Malam ini lagi-lagi saya tidak memejamkan mata sampai dini hari begini, dibilang banyak pikiran ya nggak juga, dibilang lagi ada garapan ya nggak juga. Hahaha... entahlah apa ini yang dimaksud dengan insomnia, ini sudah berlangsung tujuh sampai sepuluh hari lhooo... Akhirnya saya memilih untuk blogging saja malam ini, sambil menunggu match Arsenal versus Bayern Muenchen. Semoga termasuk kegiatan produktif yang bermanfaat. Aamiin.. Hayooo yang ngamini pahalanya nambah lhoo.. :D

Jadi begini yang ingin saya tuliskan malam ini adalah tentang cara kita menilai orang lain. Sikap seseorang yang begini, begitu, atau seperti ini dan seperti itu seharusnya tidak menjadikan kita mengambil kesimpulan sendiri, lebih-lebih kalau kita tidak akrab, hanya tahu info singkatnya, bahkan tidak kenal sama sekali. Be wise-lah dalam menilai orang. Saya pernah nih, pasang status di facebook tentang PKS (Partai Keadilan Sejahtera), salah satu partai yang saya kagumi solidaritas kader dan pergerakannya yang rapi. Nah gara-gara status facebook saya itu beberapa orang mencap bahwa saya adalah kader PKS. ckckckckck --___--a memprihatinkan sekali, dan gak abang-abang lambe malah ada yang langsung frontal, kamu kan orang PKS ? halooo... demi apa coba nge-judge begitu ? hihihihihihi...
Memangnya kalau saya kagum pada PKS saya orang PKS ? kalau saya gak suka dengan kader NU yang money oriented berarti saya akan meninggalkan tradisi kultur NU ? Atau kalau saya sering sholat di masjid yang mayoritas jamaahnya berorganisasi Muhammadiyah berarti saya pengurus Muhammadiyah ? halooo... Mari bijak dalam menilai orang lain, sudah sering kita dengar dan baca 'don't judge the book by its cover' , tapi ternyata masih banyak orang di negeri ini yang mungkin belum pernah membaca tulisan itu, akhirnya mereka menilai dan melihat orang lain dari kulitnya saja.
Mari kita belajar dari parikan fenomenal yang dimiliki peradaban tertua di dunia ini, Jawa.

════════════════

PERMINTAAN TERTULIS:
Tolong kutip bagian tulisan tentang cara menilai orang lain mulai dari "Memangnya kalau saya" sampai dengan "dunia ini, Jawa.", tanpa mengubah apa pun.

Data pelabelan koordinat:

════════════════

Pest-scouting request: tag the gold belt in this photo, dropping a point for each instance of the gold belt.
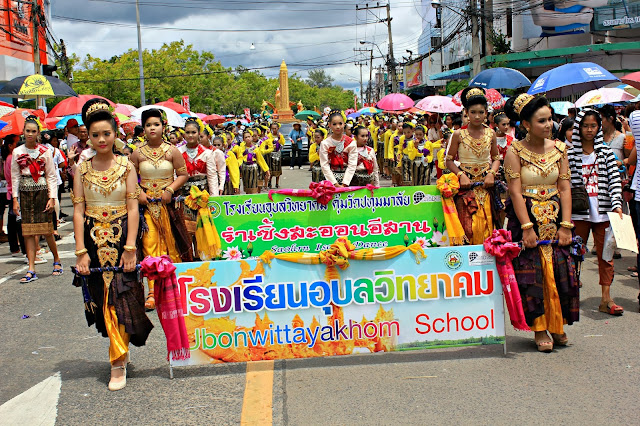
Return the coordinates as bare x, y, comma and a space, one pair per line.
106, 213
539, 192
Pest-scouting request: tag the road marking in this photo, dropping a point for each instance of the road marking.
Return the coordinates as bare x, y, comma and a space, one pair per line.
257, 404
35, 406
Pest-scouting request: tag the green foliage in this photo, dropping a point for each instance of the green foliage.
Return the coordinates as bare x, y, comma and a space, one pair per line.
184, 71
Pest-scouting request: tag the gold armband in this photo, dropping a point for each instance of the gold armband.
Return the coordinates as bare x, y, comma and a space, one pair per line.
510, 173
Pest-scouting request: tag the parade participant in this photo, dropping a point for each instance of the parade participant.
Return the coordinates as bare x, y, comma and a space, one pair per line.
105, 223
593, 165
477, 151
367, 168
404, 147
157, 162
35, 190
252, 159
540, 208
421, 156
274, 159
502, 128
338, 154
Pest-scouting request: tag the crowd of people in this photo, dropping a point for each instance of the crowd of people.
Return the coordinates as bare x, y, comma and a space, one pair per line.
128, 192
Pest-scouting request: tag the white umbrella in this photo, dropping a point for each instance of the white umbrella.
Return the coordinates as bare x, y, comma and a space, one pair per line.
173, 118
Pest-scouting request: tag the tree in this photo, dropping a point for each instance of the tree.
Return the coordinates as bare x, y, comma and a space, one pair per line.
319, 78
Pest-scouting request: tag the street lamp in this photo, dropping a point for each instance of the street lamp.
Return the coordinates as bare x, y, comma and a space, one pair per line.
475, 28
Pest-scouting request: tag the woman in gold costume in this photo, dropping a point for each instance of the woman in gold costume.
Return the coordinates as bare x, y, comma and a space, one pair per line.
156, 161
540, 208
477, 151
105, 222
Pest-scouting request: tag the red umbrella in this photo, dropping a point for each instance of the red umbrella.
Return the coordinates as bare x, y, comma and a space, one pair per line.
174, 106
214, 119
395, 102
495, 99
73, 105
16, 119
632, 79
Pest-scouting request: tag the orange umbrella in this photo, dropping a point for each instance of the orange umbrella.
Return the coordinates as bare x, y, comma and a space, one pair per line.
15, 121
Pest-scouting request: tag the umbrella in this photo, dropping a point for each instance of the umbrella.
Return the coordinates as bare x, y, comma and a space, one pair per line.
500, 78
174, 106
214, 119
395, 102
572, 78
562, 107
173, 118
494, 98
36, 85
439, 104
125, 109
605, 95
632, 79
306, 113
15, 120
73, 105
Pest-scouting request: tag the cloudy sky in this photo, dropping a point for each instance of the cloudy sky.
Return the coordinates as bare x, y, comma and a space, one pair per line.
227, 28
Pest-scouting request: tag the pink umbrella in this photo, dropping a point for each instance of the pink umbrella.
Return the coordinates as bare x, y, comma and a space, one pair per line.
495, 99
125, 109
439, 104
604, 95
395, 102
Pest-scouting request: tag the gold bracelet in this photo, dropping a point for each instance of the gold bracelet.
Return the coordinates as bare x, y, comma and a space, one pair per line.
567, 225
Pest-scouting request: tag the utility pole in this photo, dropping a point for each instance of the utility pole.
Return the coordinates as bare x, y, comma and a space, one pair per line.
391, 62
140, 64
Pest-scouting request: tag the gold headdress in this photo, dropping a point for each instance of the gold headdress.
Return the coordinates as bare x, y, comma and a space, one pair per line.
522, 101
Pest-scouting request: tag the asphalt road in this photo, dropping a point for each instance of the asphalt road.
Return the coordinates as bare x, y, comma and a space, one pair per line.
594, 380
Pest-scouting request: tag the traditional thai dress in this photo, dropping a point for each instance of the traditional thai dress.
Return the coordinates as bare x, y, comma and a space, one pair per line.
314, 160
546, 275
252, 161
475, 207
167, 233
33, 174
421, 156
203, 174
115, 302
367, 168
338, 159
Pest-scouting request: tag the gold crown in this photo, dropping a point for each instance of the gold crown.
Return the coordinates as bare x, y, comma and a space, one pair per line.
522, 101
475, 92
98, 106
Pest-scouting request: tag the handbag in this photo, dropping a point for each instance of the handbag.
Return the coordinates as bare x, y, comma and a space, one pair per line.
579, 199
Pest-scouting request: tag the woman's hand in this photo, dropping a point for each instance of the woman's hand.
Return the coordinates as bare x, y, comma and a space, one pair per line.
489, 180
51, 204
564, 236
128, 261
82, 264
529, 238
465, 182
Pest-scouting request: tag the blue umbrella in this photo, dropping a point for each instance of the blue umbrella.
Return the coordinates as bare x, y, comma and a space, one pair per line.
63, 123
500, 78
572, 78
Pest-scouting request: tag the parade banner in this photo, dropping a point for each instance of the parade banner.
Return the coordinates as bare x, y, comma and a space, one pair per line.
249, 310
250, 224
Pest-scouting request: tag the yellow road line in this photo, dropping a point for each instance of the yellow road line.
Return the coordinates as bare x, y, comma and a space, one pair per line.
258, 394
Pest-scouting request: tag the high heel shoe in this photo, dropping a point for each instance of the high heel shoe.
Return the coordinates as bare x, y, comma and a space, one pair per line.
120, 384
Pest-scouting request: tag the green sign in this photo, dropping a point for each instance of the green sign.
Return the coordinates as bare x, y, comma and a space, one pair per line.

════════════════

PENYELESAIAN:
Memangnya kalau saya kagum pada PKS saya orang PKS ? kalau saya gak suka dengan kader NU yang money oriented berarti saya akan meninggalkan tradisi kultur NU ? Atau kalau saya sering sholat di masjid yang mayoritas jamaahnya berorganisasi Muhammadiyah berarti saya pengurus Muhammadiyah ? halooo... Mari bijak dalam menilai orang lain, sudah sering kita dengar dan baca 'don't judge the book by its cover' , tapi ternyata masih banyak orang di negeri ini yang mungkin belum pernah membaca tulisan itu, akhirnya mereka menilai dan melihat orang lain dari kulitnya saja.
Mari kita belajar dari parikan fenomenal yang dimiliki peradaban tertua di dunia ini, Jawa.